=== WHAT IS NEEDED ===
Take the records below from their first line to the line with "box: [9, 301, 164, 427]", and restate those lines word for word.

=== INFORMATION PROVIDED ===

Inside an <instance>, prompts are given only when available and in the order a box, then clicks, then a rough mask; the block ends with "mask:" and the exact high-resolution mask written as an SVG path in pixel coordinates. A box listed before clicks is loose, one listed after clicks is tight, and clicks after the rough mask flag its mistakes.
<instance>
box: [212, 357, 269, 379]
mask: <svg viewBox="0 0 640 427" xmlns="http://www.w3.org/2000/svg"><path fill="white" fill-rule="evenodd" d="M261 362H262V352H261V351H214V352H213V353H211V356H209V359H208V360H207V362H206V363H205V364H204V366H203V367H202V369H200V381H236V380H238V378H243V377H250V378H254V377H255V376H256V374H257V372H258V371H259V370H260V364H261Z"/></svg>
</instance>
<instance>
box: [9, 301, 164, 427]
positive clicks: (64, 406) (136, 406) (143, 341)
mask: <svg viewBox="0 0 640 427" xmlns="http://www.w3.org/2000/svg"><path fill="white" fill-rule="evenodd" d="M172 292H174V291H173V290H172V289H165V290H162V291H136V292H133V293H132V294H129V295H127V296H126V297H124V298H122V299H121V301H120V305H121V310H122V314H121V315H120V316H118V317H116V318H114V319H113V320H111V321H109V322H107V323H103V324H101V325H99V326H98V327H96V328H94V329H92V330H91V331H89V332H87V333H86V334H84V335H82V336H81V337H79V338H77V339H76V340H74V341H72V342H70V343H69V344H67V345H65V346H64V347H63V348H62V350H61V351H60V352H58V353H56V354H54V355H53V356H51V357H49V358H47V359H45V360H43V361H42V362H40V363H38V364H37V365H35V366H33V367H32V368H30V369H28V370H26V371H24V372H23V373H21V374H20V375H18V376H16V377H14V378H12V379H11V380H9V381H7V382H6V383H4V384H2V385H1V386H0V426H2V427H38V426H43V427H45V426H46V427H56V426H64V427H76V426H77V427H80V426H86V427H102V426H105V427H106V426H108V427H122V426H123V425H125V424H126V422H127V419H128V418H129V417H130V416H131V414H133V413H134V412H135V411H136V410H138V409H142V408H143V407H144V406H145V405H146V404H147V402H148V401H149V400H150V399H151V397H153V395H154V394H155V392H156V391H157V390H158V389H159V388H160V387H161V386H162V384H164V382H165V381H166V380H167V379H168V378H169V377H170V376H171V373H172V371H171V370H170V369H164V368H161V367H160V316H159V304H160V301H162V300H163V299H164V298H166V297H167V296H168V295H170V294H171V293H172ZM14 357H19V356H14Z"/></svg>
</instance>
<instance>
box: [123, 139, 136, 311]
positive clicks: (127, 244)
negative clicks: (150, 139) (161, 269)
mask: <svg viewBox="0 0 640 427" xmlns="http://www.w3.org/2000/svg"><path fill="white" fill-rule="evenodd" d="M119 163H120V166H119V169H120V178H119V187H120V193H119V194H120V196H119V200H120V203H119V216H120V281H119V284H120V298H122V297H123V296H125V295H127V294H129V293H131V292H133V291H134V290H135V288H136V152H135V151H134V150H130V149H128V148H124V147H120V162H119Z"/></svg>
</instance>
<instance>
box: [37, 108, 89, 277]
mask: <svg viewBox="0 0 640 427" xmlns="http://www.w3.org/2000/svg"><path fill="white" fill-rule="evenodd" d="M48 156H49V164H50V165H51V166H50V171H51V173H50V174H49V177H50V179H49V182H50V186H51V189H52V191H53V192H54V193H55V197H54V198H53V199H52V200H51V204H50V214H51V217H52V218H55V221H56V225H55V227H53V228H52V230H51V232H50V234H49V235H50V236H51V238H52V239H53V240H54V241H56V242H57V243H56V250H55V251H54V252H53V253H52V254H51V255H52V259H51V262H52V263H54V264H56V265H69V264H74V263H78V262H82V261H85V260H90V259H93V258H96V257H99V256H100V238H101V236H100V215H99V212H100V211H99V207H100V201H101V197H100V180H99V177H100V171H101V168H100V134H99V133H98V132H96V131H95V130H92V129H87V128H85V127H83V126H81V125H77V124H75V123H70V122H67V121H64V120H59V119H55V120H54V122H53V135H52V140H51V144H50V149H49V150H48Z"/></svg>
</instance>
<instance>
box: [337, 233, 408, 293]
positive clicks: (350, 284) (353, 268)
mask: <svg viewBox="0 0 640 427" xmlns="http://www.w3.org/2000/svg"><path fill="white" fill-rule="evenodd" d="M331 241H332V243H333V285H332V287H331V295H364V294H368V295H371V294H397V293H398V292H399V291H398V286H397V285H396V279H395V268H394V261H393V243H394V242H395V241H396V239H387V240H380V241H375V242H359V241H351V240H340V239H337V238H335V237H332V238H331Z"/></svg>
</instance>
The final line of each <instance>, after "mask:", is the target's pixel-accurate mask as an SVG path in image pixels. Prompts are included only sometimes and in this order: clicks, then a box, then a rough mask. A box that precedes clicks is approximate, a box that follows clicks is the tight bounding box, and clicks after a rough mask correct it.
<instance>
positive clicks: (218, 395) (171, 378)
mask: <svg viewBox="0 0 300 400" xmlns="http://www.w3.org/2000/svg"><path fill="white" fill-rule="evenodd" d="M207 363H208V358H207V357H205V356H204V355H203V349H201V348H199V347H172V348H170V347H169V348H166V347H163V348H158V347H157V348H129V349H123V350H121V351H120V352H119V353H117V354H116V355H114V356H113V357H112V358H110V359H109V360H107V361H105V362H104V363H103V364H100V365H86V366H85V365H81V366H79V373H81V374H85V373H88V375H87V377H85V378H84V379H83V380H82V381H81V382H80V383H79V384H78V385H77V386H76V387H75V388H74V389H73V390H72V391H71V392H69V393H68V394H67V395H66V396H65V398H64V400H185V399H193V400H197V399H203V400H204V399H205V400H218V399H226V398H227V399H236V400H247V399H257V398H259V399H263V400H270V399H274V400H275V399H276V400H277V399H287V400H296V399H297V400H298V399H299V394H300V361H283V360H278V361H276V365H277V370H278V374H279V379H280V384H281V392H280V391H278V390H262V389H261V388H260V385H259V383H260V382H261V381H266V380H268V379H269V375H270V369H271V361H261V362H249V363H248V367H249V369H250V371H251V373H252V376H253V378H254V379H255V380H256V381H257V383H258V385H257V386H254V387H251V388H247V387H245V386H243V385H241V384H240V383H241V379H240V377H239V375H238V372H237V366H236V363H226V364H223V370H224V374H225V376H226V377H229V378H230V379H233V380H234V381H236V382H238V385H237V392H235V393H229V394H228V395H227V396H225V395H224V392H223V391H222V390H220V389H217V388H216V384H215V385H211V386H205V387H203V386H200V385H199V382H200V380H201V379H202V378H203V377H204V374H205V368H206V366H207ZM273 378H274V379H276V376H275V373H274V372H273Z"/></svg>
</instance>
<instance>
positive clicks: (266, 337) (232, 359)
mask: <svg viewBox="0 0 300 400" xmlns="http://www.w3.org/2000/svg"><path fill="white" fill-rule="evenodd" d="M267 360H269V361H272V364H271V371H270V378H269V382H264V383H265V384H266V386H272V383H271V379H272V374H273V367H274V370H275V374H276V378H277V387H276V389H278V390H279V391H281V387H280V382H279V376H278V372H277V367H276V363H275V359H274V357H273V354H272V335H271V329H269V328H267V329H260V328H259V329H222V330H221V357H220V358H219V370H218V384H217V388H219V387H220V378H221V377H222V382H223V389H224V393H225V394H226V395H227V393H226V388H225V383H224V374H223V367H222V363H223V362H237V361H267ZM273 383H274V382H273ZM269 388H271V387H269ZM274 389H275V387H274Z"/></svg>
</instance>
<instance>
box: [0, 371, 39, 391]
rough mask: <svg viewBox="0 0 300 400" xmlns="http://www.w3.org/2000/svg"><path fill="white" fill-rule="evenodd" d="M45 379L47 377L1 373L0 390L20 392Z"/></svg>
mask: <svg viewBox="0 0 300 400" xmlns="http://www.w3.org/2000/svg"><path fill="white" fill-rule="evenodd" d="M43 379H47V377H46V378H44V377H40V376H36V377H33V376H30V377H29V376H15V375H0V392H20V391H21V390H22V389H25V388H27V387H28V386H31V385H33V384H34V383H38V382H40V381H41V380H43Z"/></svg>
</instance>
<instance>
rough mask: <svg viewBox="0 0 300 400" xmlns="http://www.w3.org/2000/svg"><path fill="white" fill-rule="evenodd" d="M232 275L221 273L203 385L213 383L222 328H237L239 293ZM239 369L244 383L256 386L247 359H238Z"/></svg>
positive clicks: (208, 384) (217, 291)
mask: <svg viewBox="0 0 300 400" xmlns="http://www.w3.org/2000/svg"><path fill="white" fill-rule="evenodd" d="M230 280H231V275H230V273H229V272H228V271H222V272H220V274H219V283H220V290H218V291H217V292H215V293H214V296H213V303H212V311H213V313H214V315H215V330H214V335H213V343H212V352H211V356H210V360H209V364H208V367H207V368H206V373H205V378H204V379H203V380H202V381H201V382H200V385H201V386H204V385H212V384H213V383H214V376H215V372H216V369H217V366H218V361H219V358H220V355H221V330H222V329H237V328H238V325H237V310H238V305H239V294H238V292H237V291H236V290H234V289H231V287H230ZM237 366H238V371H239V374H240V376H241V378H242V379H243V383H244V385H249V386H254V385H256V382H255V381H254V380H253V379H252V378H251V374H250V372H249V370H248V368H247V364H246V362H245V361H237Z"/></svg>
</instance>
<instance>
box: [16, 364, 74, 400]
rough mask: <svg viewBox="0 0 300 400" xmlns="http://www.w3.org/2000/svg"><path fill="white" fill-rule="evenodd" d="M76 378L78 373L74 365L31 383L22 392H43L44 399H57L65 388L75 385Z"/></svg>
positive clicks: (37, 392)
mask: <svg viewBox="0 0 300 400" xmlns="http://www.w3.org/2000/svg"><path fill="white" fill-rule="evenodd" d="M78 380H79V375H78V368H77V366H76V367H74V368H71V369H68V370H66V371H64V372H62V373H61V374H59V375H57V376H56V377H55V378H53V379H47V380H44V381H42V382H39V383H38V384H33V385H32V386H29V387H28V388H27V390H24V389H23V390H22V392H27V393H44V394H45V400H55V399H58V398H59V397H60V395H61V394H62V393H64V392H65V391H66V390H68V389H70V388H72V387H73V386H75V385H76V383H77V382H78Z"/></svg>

=== OUTPUT BELOW ===
Inside an <instance>, prompts are given only when available and in the order a box, then clicks, then a rough mask; the block ends with "mask:" and the exact high-resolution mask written as an SVG path in pixel coordinates. A box listed before clicks is loose, one listed after clicks is tight, and clicks after the rough mask flag its mistakes.
<instance>
box: [212, 357, 269, 379]
mask: <svg viewBox="0 0 640 427" xmlns="http://www.w3.org/2000/svg"><path fill="white" fill-rule="evenodd" d="M261 362H262V352H261V351H214V352H213V353H211V356H209V359H208V360H207V362H206V363H205V364H204V366H203V367H202V369H200V381H236V380H238V378H243V377H250V378H254V377H255V376H256V374H257V372H258V371H259V370H260V364H261Z"/></svg>
</instance>
<instance>
box: [9, 301, 164, 427]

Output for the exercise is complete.